Inviato: ven, 07 lug 2006 14:52
di miku
Salute! Chi mi trasforma il passo che segue in buon romano, la cui ortografia mi è ignota?

‘a Gerbà, scenni dar pero; s’aspettiamo i fijji de tu moje famo prima a fabbricacceli de ferro; manco coll’inseminazione in vitro se pò fà quarcosa; secche le tube, arse l’ovaie, nulla più cresce: rien ne va plus

Un caro saluto a tutti,

Miku

Inviato: ven, 07 lug 2006 15:14
di Incarcato
Non sono romano, ma intanto suggerirei de fero...

Dario, forse, potrebbe aiutare.

Re: Romanico

Inviato: ven, 07 lug 2006 16:26
di Uri Burton
miku ha scritto:Salute! Chi mi trasforma il passo che segue in buon romano, la cui ortografia mi è ignota?
■ ■ ■ ■ ■
● **Da svolgere**
[1] Secondo Incarcato, nel testo estratto, chi potrebbe aiutare?
[2] Individua tutte le righe delle voci in cui compare la parola "weave" e ricopiale.
Le voci non hanno alcun legame con il testo estratto.
■ ■ ■ ■ ■
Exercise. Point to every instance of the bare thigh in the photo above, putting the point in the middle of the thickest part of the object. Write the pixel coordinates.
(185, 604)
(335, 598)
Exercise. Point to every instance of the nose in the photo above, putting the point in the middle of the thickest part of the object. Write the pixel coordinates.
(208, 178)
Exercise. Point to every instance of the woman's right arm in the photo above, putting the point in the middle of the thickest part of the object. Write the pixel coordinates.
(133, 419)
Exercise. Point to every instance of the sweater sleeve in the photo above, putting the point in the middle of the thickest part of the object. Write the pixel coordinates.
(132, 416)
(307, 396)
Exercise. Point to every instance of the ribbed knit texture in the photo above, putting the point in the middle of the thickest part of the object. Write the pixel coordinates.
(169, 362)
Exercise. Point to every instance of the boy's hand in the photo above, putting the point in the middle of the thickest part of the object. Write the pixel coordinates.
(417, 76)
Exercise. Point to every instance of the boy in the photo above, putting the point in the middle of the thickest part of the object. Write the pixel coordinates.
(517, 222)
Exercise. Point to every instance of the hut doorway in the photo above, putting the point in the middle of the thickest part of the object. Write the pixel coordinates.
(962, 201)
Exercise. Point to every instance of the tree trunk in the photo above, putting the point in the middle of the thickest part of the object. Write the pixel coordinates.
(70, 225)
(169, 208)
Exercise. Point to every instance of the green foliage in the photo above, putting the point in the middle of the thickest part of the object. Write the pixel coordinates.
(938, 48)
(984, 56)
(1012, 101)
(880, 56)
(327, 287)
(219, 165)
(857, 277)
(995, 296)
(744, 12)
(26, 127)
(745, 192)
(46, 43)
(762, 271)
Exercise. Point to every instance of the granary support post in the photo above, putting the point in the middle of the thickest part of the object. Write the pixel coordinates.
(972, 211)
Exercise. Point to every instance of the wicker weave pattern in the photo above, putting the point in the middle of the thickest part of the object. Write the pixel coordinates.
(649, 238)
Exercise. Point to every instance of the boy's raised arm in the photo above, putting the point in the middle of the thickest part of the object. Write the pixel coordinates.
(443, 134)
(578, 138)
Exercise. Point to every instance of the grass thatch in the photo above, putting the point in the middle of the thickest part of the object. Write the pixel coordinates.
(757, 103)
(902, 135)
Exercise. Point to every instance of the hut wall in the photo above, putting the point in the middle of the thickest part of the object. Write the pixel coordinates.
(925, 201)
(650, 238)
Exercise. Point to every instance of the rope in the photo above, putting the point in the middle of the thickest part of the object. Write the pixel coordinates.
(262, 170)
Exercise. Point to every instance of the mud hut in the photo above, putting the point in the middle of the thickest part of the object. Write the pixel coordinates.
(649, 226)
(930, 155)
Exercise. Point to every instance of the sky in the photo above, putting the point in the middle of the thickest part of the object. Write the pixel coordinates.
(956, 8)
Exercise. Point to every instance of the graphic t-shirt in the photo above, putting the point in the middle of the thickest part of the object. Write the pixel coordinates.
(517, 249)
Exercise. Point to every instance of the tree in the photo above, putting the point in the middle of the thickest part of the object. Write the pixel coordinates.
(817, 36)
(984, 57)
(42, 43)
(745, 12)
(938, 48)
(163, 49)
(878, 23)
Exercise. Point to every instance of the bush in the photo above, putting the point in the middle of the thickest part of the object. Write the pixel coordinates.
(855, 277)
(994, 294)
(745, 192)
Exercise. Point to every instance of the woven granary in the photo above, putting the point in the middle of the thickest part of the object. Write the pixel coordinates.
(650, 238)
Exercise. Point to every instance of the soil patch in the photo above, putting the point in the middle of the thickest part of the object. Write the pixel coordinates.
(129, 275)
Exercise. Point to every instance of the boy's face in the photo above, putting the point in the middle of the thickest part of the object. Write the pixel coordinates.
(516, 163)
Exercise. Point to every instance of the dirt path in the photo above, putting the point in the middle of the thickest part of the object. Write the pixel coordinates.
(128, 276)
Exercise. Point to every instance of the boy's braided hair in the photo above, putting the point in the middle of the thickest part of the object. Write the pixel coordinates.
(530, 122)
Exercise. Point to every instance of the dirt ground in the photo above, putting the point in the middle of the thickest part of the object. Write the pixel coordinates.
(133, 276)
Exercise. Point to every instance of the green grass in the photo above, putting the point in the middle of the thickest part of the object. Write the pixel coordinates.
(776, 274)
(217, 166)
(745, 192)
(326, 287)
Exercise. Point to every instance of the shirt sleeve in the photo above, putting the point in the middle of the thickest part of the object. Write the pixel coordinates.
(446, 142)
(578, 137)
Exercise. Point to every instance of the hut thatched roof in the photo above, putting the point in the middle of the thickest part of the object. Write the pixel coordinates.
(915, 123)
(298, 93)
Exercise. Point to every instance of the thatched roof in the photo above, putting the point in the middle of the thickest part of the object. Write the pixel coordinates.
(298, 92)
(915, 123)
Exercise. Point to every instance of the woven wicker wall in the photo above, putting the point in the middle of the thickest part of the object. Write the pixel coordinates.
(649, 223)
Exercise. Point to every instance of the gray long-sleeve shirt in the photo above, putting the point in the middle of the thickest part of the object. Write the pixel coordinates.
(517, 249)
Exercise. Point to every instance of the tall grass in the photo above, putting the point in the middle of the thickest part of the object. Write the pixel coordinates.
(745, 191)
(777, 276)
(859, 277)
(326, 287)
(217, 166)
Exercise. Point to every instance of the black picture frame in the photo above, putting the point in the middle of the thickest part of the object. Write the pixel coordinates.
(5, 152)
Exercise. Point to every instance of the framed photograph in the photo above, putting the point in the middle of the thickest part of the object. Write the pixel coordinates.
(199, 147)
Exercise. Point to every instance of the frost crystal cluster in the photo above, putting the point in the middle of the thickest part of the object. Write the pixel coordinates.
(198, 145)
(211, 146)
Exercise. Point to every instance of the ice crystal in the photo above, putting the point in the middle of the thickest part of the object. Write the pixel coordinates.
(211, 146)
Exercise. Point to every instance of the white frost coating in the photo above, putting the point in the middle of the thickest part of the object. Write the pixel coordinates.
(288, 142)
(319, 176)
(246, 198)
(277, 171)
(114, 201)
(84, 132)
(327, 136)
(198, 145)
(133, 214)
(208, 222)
■ ■ ■ ■ ■
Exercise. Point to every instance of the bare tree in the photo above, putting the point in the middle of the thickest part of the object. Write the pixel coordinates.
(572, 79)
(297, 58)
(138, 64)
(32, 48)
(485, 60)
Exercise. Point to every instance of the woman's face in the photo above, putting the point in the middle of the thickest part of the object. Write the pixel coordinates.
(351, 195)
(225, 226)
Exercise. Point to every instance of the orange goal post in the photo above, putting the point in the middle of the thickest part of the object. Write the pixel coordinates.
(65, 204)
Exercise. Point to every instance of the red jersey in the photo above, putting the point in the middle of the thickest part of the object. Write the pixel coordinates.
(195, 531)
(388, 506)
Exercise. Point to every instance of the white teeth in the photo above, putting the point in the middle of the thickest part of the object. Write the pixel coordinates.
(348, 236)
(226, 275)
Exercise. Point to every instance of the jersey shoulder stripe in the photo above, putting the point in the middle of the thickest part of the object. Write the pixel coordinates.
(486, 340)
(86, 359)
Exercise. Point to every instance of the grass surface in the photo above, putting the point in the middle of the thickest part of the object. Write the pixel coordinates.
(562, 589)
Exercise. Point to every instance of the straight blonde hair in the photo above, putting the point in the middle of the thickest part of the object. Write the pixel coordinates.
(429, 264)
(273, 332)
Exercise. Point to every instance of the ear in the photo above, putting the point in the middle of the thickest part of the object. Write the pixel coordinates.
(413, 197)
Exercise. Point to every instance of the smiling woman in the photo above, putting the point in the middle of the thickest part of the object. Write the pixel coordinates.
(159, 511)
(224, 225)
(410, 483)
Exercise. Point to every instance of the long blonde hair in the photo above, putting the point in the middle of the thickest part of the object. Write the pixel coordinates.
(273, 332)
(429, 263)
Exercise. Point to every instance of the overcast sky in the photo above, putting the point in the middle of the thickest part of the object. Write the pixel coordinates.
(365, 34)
■ ■ ■ ■ ■
● **Soluzioni degli esercizi**
[1] Dario.

[2]
Exercise. Point to every instance of the wicker weave pattern in the photo above, putting the point in the middle of the thickest part of the object. Write the pixel coordinates.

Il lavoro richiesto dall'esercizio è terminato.